+++ Reading passage +++
To Pay or Not to Pay: A Closer Look at the Business of Blogging
The love affair between bloggers and fashion brands and retailers is entering its next phase. And like in many relationships, money is a big part of the question.
There’s been some backlash from designers and brands as they question having to pay bloggers from $5,000 up to $50,000 to work with them. Skeptics question whether paying bloggers results in significant return on investment, especially in comparison to a magazine or television ad. Besides, some brands contend, if bloggers are journalists, journalists aren’t paid for writing about a company.
Bloggers argue back that their fees have substantial ROI because blogs can drive millions of page views a month both on their sites and the brand’s Web site. So why shouldn’t they be paid? And while some bloggers are journalists in the true sense, most of them don’t consider themselves journalists on par with those at The New York Times or the The Wall Street Journal. They are more like columnists, expressing opinions about what they see.
+++
### Work to do:
Continue the piece on paying fashion bloggers from its final paragraph onward.
+++ Material +++
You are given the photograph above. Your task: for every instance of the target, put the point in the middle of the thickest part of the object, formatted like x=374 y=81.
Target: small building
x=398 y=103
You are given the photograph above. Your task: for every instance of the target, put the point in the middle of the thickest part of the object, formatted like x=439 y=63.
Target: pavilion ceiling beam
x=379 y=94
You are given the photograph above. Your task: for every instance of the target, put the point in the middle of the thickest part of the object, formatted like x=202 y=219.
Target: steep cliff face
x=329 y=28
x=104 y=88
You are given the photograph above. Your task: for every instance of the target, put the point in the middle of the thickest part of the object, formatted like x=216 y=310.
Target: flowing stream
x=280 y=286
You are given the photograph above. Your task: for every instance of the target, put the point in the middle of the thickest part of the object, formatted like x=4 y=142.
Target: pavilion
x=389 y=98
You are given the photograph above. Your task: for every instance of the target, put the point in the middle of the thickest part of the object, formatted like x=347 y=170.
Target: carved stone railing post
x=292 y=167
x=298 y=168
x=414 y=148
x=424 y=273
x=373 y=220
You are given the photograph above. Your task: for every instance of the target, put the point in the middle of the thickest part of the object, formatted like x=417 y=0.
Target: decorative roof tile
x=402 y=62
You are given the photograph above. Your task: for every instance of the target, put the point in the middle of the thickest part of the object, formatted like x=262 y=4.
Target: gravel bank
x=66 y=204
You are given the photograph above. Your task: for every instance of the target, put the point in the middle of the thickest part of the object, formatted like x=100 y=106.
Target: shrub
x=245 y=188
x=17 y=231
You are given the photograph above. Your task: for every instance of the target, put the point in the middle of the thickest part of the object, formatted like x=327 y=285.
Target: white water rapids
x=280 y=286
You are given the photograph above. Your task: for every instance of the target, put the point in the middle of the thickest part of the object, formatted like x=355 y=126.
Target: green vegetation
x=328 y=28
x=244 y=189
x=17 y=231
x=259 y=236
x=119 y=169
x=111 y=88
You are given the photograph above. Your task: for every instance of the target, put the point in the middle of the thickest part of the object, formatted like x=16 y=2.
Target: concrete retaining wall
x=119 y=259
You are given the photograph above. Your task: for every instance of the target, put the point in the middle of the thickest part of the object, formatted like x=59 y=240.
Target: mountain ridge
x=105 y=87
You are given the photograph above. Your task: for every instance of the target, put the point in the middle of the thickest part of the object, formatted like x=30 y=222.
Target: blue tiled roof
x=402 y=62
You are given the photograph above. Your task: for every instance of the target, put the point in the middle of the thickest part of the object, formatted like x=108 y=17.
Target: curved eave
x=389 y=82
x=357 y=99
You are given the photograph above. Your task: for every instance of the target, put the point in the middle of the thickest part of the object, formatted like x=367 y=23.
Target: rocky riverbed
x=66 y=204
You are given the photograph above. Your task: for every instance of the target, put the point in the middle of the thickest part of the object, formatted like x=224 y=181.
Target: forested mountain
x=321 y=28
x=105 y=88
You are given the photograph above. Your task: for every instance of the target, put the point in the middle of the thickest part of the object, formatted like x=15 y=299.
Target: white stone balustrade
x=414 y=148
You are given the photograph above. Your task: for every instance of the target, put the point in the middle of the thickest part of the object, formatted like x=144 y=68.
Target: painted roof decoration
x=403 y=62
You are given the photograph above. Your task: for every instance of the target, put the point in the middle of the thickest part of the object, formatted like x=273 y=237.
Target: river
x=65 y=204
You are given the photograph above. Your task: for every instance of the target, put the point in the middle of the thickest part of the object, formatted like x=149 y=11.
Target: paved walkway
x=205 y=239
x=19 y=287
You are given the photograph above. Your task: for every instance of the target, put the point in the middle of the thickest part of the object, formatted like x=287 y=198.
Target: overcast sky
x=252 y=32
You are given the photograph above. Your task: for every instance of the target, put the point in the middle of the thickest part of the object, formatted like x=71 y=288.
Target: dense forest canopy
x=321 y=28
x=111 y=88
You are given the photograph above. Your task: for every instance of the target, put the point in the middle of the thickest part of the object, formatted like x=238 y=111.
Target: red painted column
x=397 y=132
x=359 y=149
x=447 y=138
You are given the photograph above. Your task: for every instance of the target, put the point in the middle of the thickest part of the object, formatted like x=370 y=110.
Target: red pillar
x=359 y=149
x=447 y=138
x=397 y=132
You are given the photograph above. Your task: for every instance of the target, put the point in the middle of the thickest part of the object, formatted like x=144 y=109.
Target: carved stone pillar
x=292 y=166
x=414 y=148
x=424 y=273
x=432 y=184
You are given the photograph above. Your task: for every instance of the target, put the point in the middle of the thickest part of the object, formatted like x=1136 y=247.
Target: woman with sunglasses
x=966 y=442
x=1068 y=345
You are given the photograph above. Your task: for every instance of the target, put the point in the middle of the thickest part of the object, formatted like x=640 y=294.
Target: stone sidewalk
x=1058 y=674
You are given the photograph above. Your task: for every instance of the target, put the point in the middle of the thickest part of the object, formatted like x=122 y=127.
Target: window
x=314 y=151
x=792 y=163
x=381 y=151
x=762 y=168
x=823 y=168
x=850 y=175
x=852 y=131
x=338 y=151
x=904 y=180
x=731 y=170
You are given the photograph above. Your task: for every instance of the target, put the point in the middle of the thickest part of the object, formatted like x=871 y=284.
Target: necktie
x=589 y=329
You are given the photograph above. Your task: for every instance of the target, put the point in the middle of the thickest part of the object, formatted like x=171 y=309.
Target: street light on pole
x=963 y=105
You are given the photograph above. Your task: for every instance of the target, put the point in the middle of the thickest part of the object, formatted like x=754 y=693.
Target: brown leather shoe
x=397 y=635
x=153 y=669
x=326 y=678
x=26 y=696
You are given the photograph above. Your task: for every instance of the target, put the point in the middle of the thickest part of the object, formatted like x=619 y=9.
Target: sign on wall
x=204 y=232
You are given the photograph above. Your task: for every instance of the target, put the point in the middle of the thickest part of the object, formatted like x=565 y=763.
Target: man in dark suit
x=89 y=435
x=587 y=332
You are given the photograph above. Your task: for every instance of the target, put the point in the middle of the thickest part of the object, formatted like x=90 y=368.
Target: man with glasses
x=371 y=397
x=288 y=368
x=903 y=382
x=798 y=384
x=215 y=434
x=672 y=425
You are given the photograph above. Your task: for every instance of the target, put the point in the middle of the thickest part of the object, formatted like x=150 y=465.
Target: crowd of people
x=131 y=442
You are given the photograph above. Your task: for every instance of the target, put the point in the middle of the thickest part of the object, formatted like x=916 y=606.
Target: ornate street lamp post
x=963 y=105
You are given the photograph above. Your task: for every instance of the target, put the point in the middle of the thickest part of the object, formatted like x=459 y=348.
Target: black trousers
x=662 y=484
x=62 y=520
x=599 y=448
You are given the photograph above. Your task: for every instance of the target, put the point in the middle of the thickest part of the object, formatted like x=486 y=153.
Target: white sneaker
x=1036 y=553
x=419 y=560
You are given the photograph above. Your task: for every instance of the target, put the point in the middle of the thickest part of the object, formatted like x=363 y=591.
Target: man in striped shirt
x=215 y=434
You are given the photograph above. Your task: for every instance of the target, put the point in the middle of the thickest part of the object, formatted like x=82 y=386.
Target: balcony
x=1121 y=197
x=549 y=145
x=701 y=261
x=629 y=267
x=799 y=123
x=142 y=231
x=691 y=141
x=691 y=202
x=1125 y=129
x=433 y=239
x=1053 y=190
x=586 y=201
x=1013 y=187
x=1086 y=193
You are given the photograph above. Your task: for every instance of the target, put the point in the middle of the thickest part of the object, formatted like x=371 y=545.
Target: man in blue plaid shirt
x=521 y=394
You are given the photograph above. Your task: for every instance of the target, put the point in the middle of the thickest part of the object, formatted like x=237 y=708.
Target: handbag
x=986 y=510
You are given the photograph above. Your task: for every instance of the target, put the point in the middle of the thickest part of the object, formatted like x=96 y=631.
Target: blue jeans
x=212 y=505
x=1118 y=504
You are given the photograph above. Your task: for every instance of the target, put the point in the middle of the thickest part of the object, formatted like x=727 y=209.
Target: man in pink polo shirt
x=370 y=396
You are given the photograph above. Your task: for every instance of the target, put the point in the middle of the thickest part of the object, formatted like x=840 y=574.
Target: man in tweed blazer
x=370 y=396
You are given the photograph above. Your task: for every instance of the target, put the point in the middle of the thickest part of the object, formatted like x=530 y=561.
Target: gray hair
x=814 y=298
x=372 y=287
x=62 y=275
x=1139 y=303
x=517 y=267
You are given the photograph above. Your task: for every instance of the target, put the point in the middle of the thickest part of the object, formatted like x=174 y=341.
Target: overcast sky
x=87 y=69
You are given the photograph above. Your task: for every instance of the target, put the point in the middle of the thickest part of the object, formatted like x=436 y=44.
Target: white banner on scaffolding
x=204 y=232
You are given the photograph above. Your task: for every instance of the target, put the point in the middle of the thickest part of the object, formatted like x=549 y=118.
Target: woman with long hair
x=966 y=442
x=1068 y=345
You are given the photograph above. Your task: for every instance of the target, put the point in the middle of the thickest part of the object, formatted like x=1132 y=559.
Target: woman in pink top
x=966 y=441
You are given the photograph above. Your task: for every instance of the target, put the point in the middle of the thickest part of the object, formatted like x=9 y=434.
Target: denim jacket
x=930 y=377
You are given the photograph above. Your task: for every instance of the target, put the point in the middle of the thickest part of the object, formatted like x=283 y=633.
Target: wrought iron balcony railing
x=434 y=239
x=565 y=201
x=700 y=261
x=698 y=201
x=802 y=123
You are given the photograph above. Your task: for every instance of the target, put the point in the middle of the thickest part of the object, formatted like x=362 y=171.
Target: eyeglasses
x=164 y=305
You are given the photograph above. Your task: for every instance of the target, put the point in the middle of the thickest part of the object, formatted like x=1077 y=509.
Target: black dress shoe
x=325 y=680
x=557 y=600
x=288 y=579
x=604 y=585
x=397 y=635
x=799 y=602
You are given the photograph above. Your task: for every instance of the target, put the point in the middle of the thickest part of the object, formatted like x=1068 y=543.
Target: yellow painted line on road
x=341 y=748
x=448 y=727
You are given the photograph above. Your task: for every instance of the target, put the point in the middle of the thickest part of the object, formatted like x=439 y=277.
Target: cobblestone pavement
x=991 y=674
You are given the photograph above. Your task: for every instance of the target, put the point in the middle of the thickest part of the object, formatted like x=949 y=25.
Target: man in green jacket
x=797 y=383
+++
### Exercise answer:
“When you want to work with a blogger in a way that you would with any influencer — whether it’s a photographer, a stylist, a designer for your windows, a public endorser of your brand, advertising or a design collaboration — that’s where you have to compensate because you would compensate anyone for those things,” said Karen Robinovitz, co-founder and chief creative officer of Digital Brand Architects, who considers herself the pioneer of “blogger agents.”
She pointed out that if a brand sends a blogger a box of clothes with the intent of having them create four dedicated full looks that they need shot for posts, the talent has to location scout — and is responsible for styling, hair, makeup, photography, art direction, retouching, copywriting and posting.
“That takes a magazine sometimes 20 people to pull off,” Robinovitz said.
The tension between brands and bloggers is resulting from the ever-evolving world of the Web. As brands increase their involvement with bloggers in terms of coverage and projects, the line between what they should be paid for and what they shouldn’t is growing increasingly blurry.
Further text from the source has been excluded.